[Dataset entries]

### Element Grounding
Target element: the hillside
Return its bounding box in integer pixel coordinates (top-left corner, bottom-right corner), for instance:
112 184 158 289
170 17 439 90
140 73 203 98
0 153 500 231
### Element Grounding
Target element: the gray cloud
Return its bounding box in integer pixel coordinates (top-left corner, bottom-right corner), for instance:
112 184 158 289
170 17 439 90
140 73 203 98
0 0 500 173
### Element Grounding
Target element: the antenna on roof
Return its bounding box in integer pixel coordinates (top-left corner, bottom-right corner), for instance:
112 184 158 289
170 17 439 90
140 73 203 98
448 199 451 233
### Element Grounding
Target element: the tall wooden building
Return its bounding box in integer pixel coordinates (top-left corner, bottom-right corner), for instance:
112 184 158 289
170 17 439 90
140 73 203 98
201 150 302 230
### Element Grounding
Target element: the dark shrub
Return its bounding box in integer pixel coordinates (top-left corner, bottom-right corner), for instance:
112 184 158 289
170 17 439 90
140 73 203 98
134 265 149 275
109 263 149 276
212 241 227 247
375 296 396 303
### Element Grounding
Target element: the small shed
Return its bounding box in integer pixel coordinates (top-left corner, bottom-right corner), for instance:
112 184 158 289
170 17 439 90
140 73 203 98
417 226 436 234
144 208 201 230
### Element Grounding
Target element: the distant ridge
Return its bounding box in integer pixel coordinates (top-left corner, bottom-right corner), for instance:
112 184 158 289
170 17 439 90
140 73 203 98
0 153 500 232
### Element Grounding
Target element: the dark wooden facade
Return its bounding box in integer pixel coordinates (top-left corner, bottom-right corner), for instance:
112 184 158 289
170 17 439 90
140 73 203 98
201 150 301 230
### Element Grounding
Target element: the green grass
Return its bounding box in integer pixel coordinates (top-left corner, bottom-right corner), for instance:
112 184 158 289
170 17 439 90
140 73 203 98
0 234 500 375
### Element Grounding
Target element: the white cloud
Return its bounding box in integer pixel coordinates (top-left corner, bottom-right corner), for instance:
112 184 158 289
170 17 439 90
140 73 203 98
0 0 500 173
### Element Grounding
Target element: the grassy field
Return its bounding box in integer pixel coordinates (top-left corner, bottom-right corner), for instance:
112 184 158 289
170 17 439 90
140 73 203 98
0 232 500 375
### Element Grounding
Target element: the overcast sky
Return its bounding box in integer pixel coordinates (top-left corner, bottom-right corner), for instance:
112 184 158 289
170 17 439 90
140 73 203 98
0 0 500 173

Exercise objective -
Find each line in the rows above that contains the word "dark", and copy those lines.

The reply -
Target element: the dark shrub
Target element: the dark wooden facade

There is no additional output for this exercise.